** Text for analysis **

Review of last week's (May 17) Action Items

Action Items

Notes

Monitor and Mitigate Endorsement

No additional comments from the call.

Mark will post final version to Wiki.

Detecting NTLMv1 and Unsigned LDAP binds

These can be detected on DCs running Windows 2008 server or higher. Event IDs are 4624 and 2889.

The plan is to also release the PowerShell scripts and configuration requirements (special configs are required to initiate logging of the event)

NTLMv2 and RC4-HMAC

David points out that the Protected Channels requirement is for the transmission of passwords and Windows uses challenges which do not transmit the actual passwords.

Concern that focusing too much on NTLMv2 or Kerberos technicalities will overlook that there are other protocols that could be used (specifically around 4.2.3.6.2) that would still be insecure. May still need language in doc to clarify you have to look at the other non-AD protocols (e.g., https to web apps).

Brian pointed out that 800-63 defines short term authentication secret (which a challenge arguably is) as covered. The IAF does not appear to include short term authentication secrets in that definitions. Clarify the distinction with David -- that is, that the IAF does not equate "short term authentication secrets" with passwords. If we make this assessment, still need to document the logic somewhere in the Cookbook or supporting docs for use in Management Assertions.

So some question of whether the challenge itself or the session key is actually an "authentication secret".

[In 800-63] On the order of 2^80 if it's possible to guess/attack it. Talked about larger entropy of passwords for Silver 2^42 (12 char rather than 8, etc).

Client Caching Credentials

Windows apparently has 3 different mechanisms for local caching of passwords.  The one used to manage the domain credentials still appears to be the Data Protection API. Data Protection API to break really requires breaking into the local machine (infecting, etc). 

Cookbook Discussion

May need separate documents for Discussion vs. Configuration Recommendations. (For now will keep as separate sections in the same document).

Particularly in the network setup section, be clearer what requirements are "and" vs. "or". It's confusing as it is right now.

There are several Management Assertions that don't have any configuration requirements associated with them. E.g., language such as "use of NTLMv2 meets 4.2.3.6.2 as it never transmits passwords, only password challenges".  We need to figure out where to put these assertions.

** The task **
Using the meeting notes above, decide whether each statement agrees with them, answering yes or no and quoting the notes' deciding words. 1. NTLMv1 and unsigned LDAP binds can be detected on DCs running Windows 2008 server or higher. 2. For now, Discussion and Configuration Recommendations will be kept in separate documents. 3. Breaking the Data Protection API does not require breaking into the local machine.

** Dataset content **
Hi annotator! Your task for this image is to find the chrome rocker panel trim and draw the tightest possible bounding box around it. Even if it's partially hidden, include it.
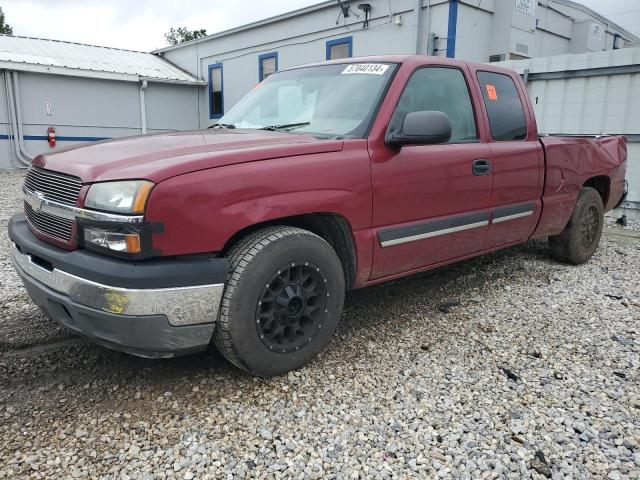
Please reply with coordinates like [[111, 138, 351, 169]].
[[9, 244, 224, 326], [22, 187, 144, 223]]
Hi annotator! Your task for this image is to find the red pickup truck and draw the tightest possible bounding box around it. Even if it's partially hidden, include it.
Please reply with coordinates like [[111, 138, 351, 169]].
[[9, 56, 626, 376]]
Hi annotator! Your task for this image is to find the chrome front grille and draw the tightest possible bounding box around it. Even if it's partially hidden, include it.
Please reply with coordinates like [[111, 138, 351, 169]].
[[24, 202, 73, 242], [24, 166, 82, 206], [24, 166, 82, 242]]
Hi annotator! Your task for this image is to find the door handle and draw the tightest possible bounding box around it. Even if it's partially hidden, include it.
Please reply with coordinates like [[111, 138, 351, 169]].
[[472, 158, 491, 177]]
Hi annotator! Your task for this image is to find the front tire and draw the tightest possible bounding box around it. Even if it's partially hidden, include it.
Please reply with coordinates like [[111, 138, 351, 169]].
[[549, 187, 604, 265], [214, 226, 345, 377]]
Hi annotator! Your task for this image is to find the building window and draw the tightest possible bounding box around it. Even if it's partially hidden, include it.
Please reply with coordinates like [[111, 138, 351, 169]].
[[327, 37, 353, 60], [209, 63, 224, 118], [258, 52, 278, 81], [478, 72, 527, 142]]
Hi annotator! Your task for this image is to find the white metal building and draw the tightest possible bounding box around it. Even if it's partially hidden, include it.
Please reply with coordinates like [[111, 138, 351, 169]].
[[501, 47, 640, 208], [0, 35, 206, 169], [155, 0, 638, 127]]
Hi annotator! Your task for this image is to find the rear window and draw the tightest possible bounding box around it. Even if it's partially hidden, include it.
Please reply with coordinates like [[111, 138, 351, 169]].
[[478, 72, 527, 142]]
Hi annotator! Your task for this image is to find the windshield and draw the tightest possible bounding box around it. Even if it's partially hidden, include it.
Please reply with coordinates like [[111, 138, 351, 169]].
[[219, 63, 395, 138]]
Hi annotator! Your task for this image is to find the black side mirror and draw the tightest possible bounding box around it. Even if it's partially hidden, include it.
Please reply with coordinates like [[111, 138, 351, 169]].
[[385, 111, 451, 147]]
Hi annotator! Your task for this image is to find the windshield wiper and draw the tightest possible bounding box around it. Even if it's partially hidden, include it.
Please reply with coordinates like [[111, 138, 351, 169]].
[[260, 122, 311, 132]]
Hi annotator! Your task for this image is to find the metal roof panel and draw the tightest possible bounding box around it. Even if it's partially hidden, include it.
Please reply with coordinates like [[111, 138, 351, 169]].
[[0, 35, 204, 85]]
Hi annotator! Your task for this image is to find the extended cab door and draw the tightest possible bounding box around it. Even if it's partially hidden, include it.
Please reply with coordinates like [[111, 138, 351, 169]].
[[475, 70, 544, 248], [370, 63, 491, 280]]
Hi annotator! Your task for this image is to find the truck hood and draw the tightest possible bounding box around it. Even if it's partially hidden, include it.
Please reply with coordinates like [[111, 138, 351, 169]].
[[33, 129, 343, 183]]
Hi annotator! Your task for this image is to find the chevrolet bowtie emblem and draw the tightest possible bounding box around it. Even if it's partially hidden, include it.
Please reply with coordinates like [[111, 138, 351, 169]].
[[27, 192, 44, 212]]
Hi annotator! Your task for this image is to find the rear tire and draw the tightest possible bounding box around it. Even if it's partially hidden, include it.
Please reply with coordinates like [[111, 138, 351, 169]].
[[549, 187, 604, 265], [213, 226, 345, 377]]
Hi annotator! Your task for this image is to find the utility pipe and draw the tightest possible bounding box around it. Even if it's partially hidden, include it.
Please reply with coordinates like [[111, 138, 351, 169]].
[[13, 72, 35, 163], [2, 71, 19, 168], [140, 80, 148, 135], [416, 0, 429, 55], [5, 72, 31, 166]]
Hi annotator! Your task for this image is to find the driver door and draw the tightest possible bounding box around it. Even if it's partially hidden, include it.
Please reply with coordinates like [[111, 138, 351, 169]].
[[371, 66, 492, 280]]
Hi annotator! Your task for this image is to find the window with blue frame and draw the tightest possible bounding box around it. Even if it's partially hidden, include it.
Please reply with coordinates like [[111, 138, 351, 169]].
[[327, 37, 353, 60], [258, 52, 278, 81], [209, 63, 224, 118]]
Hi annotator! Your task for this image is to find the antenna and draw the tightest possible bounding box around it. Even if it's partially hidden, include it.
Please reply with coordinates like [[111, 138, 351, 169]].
[[358, 3, 371, 28], [336, 0, 360, 25]]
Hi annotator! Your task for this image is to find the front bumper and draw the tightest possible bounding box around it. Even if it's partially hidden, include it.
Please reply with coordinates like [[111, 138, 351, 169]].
[[9, 215, 228, 357]]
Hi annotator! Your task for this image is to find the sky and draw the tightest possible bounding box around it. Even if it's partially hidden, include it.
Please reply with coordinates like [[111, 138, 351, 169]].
[[0, 0, 640, 51]]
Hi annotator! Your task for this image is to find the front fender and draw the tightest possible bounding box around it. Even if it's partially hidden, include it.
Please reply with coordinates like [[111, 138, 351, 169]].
[[146, 144, 371, 256]]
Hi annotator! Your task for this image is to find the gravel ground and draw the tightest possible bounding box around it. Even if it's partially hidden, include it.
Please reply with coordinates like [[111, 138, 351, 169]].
[[0, 173, 640, 479]]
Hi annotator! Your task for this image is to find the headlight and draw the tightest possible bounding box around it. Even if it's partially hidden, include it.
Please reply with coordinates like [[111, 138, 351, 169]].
[[84, 180, 153, 214]]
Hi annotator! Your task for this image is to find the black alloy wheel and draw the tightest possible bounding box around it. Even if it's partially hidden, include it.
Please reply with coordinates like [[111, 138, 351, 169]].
[[256, 262, 330, 353]]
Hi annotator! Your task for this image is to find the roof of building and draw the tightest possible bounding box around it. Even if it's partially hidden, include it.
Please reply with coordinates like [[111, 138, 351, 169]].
[[153, 0, 640, 53], [0, 35, 204, 85], [553, 0, 640, 42], [153, 0, 338, 53]]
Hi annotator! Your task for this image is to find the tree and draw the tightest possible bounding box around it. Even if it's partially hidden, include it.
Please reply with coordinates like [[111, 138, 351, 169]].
[[164, 27, 207, 45], [0, 7, 13, 35]]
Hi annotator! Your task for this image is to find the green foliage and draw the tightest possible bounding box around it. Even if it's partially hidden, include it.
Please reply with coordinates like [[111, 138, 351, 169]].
[[164, 27, 207, 45], [0, 7, 13, 35]]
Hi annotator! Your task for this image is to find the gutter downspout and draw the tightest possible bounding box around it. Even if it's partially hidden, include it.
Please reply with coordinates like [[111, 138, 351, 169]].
[[4, 72, 31, 167], [13, 72, 35, 163], [140, 80, 148, 135], [416, 0, 422, 55], [447, 0, 458, 58]]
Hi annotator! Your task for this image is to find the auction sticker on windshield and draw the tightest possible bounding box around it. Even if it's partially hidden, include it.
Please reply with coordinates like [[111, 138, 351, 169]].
[[342, 63, 389, 75]]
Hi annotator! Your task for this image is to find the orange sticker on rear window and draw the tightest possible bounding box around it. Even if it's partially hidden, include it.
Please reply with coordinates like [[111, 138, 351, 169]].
[[487, 84, 498, 100]]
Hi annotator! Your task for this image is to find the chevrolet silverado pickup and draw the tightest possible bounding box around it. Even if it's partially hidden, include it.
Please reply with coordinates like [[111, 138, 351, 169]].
[[9, 56, 626, 376]]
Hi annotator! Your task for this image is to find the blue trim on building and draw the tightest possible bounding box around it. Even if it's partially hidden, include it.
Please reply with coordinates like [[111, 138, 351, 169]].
[[0, 135, 111, 142], [447, 0, 458, 58], [207, 63, 224, 120], [326, 37, 353, 60], [258, 52, 278, 82]]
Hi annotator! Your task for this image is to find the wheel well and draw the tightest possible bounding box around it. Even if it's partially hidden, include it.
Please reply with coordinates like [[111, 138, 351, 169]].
[[583, 176, 611, 207], [220, 213, 356, 289]]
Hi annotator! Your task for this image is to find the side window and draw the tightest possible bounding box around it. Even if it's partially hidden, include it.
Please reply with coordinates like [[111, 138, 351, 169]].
[[391, 67, 478, 142], [258, 52, 278, 81], [478, 72, 527, 142], [209, 63, 224, 118], [327, 37, 353, 60]]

** Result **
1. Yes: "These can be detected on DCs running Windows 2008 server or higher."
2. No: "For now will keep as separate sections in the same document"
3. No: "Data Protection API to break really requires breaking into the local machine (infecting, etc)."